◆ **EXERCISE PROMPT**
Please swap "sky" for "cloud cover" in everything from the start of the entries down through the line containing "M 255 0 L 0", leaving all else unchanged. Leave the pictures out of your answer.

# RECORDED DATA start

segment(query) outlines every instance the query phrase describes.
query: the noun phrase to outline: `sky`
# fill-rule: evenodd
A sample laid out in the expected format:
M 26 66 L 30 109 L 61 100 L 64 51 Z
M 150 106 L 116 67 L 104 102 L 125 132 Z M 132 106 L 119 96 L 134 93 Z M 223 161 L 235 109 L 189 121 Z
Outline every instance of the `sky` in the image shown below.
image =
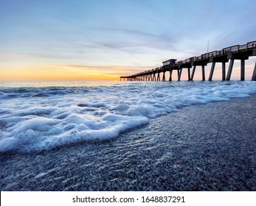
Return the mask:
M 255 0 L 0 0 L 0 81 L 119 80 L 201 55 L 208 41 L 210 52 L 256 40 L 255 10 Z

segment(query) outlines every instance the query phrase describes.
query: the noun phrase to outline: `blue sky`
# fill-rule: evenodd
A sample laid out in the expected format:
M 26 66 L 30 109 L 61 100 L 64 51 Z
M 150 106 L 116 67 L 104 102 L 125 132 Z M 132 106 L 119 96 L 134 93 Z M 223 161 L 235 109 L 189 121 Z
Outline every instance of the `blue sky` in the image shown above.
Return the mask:
M 0 80 L 116 79 L 200 55 L 208 40 L 214 51 L 256 40 L 255 10 L 255 0 L 0 0 Z

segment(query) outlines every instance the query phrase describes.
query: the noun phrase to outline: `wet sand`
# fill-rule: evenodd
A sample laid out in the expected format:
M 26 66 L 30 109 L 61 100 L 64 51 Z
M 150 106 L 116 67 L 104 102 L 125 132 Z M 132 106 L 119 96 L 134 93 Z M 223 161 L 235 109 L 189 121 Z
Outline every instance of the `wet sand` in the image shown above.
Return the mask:
M 256 95 L 192 105 L 105 142 L 1 154 L 1 191 L 256 191 Z

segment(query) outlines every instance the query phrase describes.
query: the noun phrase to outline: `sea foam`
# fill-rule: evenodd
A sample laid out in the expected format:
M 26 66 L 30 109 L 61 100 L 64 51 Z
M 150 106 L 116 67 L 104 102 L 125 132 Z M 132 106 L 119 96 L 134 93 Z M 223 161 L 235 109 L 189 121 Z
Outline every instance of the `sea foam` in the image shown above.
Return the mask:
M 249 97 L 255 82 L 121 82 L 0 88 L 0 152 L 105 140 L 182 107 Z

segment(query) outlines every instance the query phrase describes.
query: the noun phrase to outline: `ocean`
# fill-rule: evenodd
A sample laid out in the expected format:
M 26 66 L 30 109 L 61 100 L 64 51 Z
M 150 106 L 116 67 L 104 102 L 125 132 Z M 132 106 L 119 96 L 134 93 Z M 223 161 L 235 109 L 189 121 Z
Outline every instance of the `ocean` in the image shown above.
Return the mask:
M 182 107 L 256 93 L 256 82 L 0 84 L 0 152 L 108 140 Z

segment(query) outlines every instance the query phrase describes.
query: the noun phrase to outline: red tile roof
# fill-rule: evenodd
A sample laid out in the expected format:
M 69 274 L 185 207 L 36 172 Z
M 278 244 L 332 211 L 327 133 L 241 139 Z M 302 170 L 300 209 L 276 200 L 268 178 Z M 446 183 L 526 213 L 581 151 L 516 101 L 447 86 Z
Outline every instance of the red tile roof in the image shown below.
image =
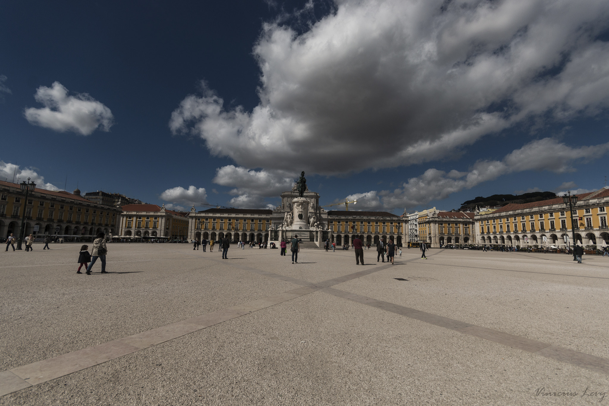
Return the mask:
M 18 183 L 13 183 L 12 182 L 6 182 L 3 180 L 0 180 L 0 184 L 5 186 L 10 186 L 12 187 L 16 187 L 17 189 L 21 190 L 21 186 Z M 82 201 L 83 203 L 94 203 L 94 202 L 86 199 L 82 196 L 79 196 L 78 195 L 75 195 L 73 193 L 70 193 L 69 192 L 66 192 L 65 191 L 59 191 L 58 192 L 55 192 L 54 191 L 48 191 L 46 189 L 38 189 L 36 187 L 34 189 L 34 192 L 37 193 L 41 193 L 49 196 L 56 196 L 57 197 L 63 197 L 63 198 L 72 199 L 74 200 L 78 200 L 79 201 Z
M 371 217 L 400 217 L 397 214 L 386 211 L 359 211 L 357 210 L 331 210 L 328 212 L 329 216 L 348 215 L 350 217 L 367 216 Z
M 468 211 L 440 211 L 438 217 L 443 219 L 473 219 L 476 213 Z
M 582 198 L 583 198 L 584 197 L 587 197 L 587 196 L 592 194 L 592 193 L 594 193 L 594 192 L 588 192 L 588 193 L 582 193 L 581 194 L 577 195 L 577 196 L 578 196 L 578 197 L 580 199 L 582 199 Z M 601 193 L 600 194 L 604 194 L 604 192 Z M 594 196 L 594 198 L 599 197 L 600 197 L 600 195 L 597 195 L 597 196 Z M 496 214 L 497 213 L 504 213 L 504 212 L 505 212 L 507 211 L 515 211 L 515 210 L 522 210 L 523 209 L 533 209 L 533 208 L 535 208 L 536 207 L 543 207 L 544 206 L 552 206 L 553 205 L 564 205 L 564 204 L 565 203 L 563 202 L 563 198 L 562 197 L 557 197 L 556 198 L 554 198 L 554 199 L 549 199 L 548 200 L 541 200 L 540 201 L 532 201 L 531 203 L 519 203 L 519 203 L 510 203 L 509 205 L 505 205 L 505 206 L 504 206 L 501 209 L 498 209 L 497 210 L 495 210 L 492 213 L 490 213 L 490 214 Z
M 161 211 L 161 206 L 158 205 L 149 205 L 148 203 L 125 205 L 121 208 L 122 209 L 123 211 Z M 174 215 L 183 217 L 186 217 L 190 214 L 189 212 L 187 211 L 175 211 L 167 209 L 165 209 L 165 212 Z

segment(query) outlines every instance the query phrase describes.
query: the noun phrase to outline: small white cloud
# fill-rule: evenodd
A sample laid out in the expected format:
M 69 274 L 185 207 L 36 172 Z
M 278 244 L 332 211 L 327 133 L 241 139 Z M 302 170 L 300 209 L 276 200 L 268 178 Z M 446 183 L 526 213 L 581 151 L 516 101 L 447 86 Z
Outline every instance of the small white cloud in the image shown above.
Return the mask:
M 38 175 L 33 168 L 25 167 L 21 169 L 18 165 L 0 161 L 0 179 L 7 182 L 12 182 L 13 174 L 15 183 L 27 181 L 28 178 L 31 178 L 31 181 L 35 183 L 36 187 L 39 189 L 54 191 L 62 190 L 54 184 L 45 182 L 44 177 Z
M 174 205 L 172 203 L 166 203 L 165 205 L 165 208 L 169 210 L 173 210 L 174 211 L 186 211 L 186 209 L 181 206 L 178 206 L 177 205 Z
M 554 193 L 558 193 L 561 191 L 571 190 L 572 189 L 575 189 L 577 187 L 577 184 L 575 182 L 573 181 L 563 182 L 560 186 L 554 189 L 552 191 L 554 192 Z
M 98 128 L 110 131 L 112 127 L 110 109 L 86 93 L 68 96 L 68 89 L 58 82 L 50 88 L 39 87 L 34 98 L 44 107 L 25 109 L 24 115 L 30 124 L 82 135 L 90 135 Z
M 192 185 L 189 186 L 188 189 L 177 186 L 168 189 L 161 193 L 160 198 L 162 200 L 174 203 L 181 203 L 185 205 L 199 206 L 201 203 L 207 203 L 207 192 L 205 187 L 197 189 Z M 165 207 L 167 207 L 167 205 L 165 205 Z

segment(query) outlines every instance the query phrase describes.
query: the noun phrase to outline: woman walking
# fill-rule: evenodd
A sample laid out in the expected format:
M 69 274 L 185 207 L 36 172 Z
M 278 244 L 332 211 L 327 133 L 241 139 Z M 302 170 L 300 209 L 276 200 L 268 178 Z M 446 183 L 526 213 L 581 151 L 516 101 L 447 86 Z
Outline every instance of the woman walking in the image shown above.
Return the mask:
M 387 259 L 391 262 L 392 265 L 395 265 L 393 264 L 394 256 L 395 256 L 395 244 L 393 243 L 393 240 L 390 239 L 387 245 Z
M 86 270 L 86 265 L 91 262 L 91 254 L 87 251 L 88 249 L 88 245 L 83 245 L 80 247 L 80 254 L 78 257 L 78 262 L 80 264 L 80 266 L 78 267 L 76 273 L 82 273 L 80 271 L 80 268 L 82 268 L 83 265 L 85 265 L 85 270 Z
M 102 273 L 108 273 L 106 272 L 106 254 L 108 253 L 108 247 L 106 247 L 106 239 L 104 238 L 105 234 L 103 231 L 97 233 L 97 238 L 93 241 L 93 251 L 91 259 L 91 264 L 86 268 L 86 273 L 91 275 L 91 268 L 93 267 L 95 261 L 99 258 L 102 261 Z

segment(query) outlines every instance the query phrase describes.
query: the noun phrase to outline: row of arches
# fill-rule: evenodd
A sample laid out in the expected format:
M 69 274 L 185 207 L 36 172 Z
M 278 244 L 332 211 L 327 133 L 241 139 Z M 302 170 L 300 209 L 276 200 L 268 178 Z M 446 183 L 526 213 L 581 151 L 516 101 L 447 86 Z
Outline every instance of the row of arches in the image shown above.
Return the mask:
M 440 237 L 440 245 L 445 245 L 446 244 L 469 244 L 470 243 L 470 237 L 463 237 L 463 240 L 459 237 L 455 237 L 454 239 L 452 237 L 447 237 L 445 242 L 444 237 Z
M 343 244 L 345 243 L 351 244 L 353 243 L 353 240 L 354 240 L 357 237 L 357 236 L 361 234 L 346 234 L 344 235 L 342 235 L 340 234 L 331 234 L 330 242 L 336 242 L 337 245 L 342 245 Z M 389 237 L 387 237 L 387 236 L 376 235 L 374 236 L 374 238 L 373 238 L 372 236 L 368 235 L 366 236 L 365 241 L 364 241 L 364 243 L 366 245 L 370 244 L 371 245 L 376 245 L 378 243 L 379 240 L 380 240 L 381 239 L 382 239 L 382 240 L 384 242 L 387 242 L 389 240 L 393 240 L 393 242 L 395 243 L 395 244 L 398 247 L 402 246 L 401 236 L 398 236 L 397 239 L 396 239 L 395 236 L 389 236 Z
M 565 245 L 565 236 L 567 236 L 569 237 L 569 240 L 572 239 L 571 235 L 563 233 L 560 234 L 560 237 L 555 234 L 551 234 L 549 235 L 546 234 L 540 234 L 538 237 L 537 234 L 531 234 L 530 236 L 527 236 L 526 234 L 523 234 L 523 236 L 514 236 L 512 237 L 512 236 L 507 236 L 507 237 L 504 237 L 503 236 L 493 236 L 493 237 L 481 237 L 481 241 L 483 244 L 501 244 L 502 245 L 521 245 L 526 244 L 525 237 L 527 237 L 529 239 L 529 245 L 539 245 L 543 243 L 543 237 L 546 237 L 547 239 L 547 244 L 549 245 Z M 604 240 L 605 243 L 609 242 L 609 233 L 601 233 L 600 234 L 600 240 L 597 240 L 596 236 L 592 233 L 588 233 L 584 235 L 582 235 L 579 233 L 576 233 L 575 234 L 575 243 L 579 244 L 580 245 L 597 245 L 602 243 L 602 241 Z M 570 242 L 570 243 L 572 244 L 572 242 Z
M 8 237 L 11 234 L 15 236 L 19 234 L 21 231 L 19 222 L 16 221 L 5 223 L 0 220 L 0 235 Z M 38 231 L 34 231 L 34 226 L 38 226 Z M 57 229 L 57 228 L 59 229 Z M 108 234 L 112 230 L 111 229 L 102 228 L 101 227 L 86 227 L 79 225 L 71 226 L 69 225 L 63 225 L 58 224 L 57 225 L 52 223 L 43 224 L 42 223 L 26 222 L 25 235 L 29 236 L 30 234 L 37 236 L 48 234 L 49 236 L 74 236 L 80 237 L 83 236 L 94 236 L 100 231 L 103 231 L 104 234 Z
M 216 233 L 215 231 L 211 233 L 208 231 L 205 231 L 202 234 L 200 231 L 197 231 L 194 233 L 194 238 L 195 240 L 201 241 L 202 237 L 202 239 L 208 240 L 213 240 L 214 241 L 222 240 L 228 237 L 229 240 L 236 243 L 239 242 L 240 240 L 244 242 L 255 241 L 256 242 L 262 241 L 267 242 L 269 240 L 268 233 L 266 233 L 264 234 L 262 233 L 258 233 L 257 234 L 254 233 L 250 233 L 249 234 L 247 233 L 242 233 L 241 234 L 239 233 L 227 233 L 225 234 L 224 233 Z

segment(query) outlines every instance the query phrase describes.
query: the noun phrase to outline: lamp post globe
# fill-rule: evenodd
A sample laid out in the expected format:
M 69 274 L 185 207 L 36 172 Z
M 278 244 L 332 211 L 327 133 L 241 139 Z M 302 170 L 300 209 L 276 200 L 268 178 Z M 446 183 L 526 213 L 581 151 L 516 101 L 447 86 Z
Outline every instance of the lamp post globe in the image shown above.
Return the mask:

# RECORDED DATA end

◆ **RESULT OF THIS TASK**
segment(query) outlines every instance the query phrase describes.
query: the noun phrase to outline: `cloud cover`
# fill-rule: evenodd
A sample laid out in the expected format:
M 26 66 L 30 109 L 61 100 L 64 51 Z
M 150 106 L 116 67 L 104 102 L 125 132 Z M 132 106 L 119 96 L 134 93 Z M 223 161 L 235 109 L 189 121 Z
Outline every instance of the `cloud cover` in the image shown below.
image =
Return the mask:
M 255 0 L 0 0 L 0 81 L 119 80 L 201 55 L 208 41 L 210 52 L 256 40 L 255 10 Z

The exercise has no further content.